> EXTRACT PROVIDED:
===

How are eggs ‘frozen’?
The egg freezing process takes around two weeks. Before starting out, the fertility clinic will likely test your ovarian reserve to determine the quantity and quality of your eggs. This is done through a blood test on day 3 of your cycle and the result helps show how your body will respond to the medication required. An ultrasound of the ovaries is done and you’ll be screened for infectious diseases.
Once you receive the all clear, it’s time to stimulate the ovaries. You will be prescribed injectable synthetic hormones to stimulate your ovaries to produce multiple eggs. You will be monitored throughout and after 10 to 14 days, you’ll receive an hCG injection to help the eggs mature and get them ready for retrieval.
The eggs are then retrieved through a short procedure under a mild sedative. An ultrasound probe is inserted into the vagina to identify the follicles – a needle is then inserted into the vaginal wall and into each ovarian follicle and the eggs are retrieved using gentle suction.
Once this is done, the eggs are cryopreserved (frozen) and stored.
What happens when I want to use my eggs?
Once you’re ready to start a family, the eggs are thawed out and fertilised with sperm from your partner (or donor) to create embryos. The embryo is then transferred to your uterus, and hopefully, the pregnancy progresses from there. This process is called in vitro fertilization (IVF).
Factors to keep in mind when researching if egg freezing is right for you
- IVF is a must when using your previously frozen eggs to start a family. Since freezing makes the outer shell of the egg hard for the sperm to penetrate on its own, you will also need an additional procedure known as intra-cytoplasmic sperm injection (ICSI).
- Pregnancy success rates when using frozen eggs (rather than fresh eggs) are slightly lower.
- Pregnancy is not guaranteed. Success rates of pregnancy depend on your age at the time you retrieved your eggs, the quality of the eggs, and how many you had retrieved. As noted by MayoClinic, the chances of becoming pregnant using your frozen eggs are roughly 30 to 60%. The older you are at the time you freeze your eggs, the lower the likelihood of a successful pregnancy.
- There are risks to egg freezing, and these are mainly associated with the fertility drugs you’re prescribed. It is rare, however, medication used to induce ovulation can cause your ovaries to become swollen and painful. This is called ovarian hyperstimulation. Your clinic will monitor you to ensure that this does not happen.

===

> WORK TO BE COMPLETED:
Answer these questions from the egg freezing text:
1. About how long does the egg freezing process take?
2. What injection is given after 10 to 14 days to help the eggs mature?
3. According to MayoClinic, what are the chances of becoming pregnant using frozen eggs?
The lines that follow have no connection to the text on egg freezing.

> GIVEN INFORMATION:
===

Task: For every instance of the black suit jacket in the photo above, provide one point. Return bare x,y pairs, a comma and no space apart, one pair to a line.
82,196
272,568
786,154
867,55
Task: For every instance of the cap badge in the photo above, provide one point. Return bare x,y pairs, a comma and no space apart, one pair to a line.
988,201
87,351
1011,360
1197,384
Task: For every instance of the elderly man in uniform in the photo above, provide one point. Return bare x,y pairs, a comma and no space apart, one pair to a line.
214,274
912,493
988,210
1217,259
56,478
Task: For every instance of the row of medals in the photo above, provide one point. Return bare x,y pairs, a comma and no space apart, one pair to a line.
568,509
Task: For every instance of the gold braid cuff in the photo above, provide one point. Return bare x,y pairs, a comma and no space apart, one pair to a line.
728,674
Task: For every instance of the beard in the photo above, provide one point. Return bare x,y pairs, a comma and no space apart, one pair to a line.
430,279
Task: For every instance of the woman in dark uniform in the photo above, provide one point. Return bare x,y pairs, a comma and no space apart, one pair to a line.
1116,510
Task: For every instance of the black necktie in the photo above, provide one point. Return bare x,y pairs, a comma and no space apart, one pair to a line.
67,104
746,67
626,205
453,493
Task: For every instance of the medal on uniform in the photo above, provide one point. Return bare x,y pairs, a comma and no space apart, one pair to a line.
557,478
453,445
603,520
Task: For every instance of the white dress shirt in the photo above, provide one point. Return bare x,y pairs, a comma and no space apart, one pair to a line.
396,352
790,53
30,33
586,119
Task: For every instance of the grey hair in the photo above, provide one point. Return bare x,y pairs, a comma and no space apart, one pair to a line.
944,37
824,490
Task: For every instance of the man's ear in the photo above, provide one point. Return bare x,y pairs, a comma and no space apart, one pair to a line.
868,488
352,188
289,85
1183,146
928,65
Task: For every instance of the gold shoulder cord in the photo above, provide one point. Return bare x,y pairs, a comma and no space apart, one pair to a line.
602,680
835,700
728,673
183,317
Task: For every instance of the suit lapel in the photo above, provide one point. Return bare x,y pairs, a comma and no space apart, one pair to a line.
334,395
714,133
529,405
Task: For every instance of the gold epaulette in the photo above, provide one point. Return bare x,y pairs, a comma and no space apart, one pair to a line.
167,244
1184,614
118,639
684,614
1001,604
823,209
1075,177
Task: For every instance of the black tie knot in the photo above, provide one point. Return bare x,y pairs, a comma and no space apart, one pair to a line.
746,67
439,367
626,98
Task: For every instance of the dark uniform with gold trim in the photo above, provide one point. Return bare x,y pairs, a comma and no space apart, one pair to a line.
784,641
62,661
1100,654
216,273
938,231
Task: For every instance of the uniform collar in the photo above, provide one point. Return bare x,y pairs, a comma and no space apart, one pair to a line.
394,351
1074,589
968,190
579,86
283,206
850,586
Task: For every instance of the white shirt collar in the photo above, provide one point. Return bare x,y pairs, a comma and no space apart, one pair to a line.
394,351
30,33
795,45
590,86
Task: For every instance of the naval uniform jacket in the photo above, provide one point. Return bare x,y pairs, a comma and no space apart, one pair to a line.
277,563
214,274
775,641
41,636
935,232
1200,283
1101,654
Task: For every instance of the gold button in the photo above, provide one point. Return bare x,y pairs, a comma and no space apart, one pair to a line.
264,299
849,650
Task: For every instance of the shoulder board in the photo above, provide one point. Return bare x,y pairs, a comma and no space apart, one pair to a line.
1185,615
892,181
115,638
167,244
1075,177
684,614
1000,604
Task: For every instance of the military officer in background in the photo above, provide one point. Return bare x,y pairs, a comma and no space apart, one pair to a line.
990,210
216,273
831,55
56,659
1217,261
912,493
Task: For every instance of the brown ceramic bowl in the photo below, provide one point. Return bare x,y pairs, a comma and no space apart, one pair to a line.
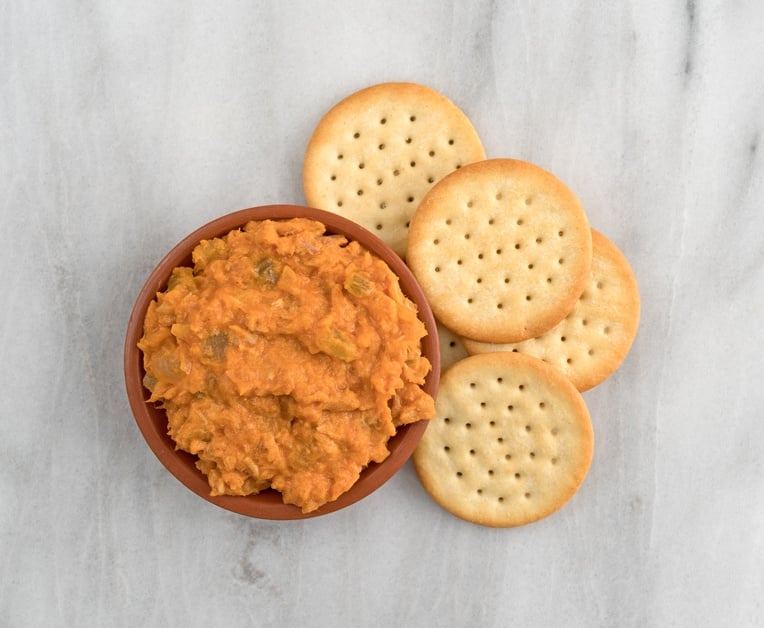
152,421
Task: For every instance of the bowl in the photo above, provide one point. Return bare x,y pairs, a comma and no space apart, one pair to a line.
152,421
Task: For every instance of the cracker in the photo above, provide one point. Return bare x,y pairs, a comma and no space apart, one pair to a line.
376,153
502,249
592,341
511,441
451,347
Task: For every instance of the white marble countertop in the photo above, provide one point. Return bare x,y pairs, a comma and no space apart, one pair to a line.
125,125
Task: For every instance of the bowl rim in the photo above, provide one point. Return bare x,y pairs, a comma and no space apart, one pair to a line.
269,504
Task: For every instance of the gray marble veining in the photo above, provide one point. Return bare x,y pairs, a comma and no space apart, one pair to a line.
124,126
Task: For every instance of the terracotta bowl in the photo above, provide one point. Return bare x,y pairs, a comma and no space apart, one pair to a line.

===

> RESPONSE AREA:
1. Around two weeks.
2. An hCG injection.
3. Roughly 30 to 60%.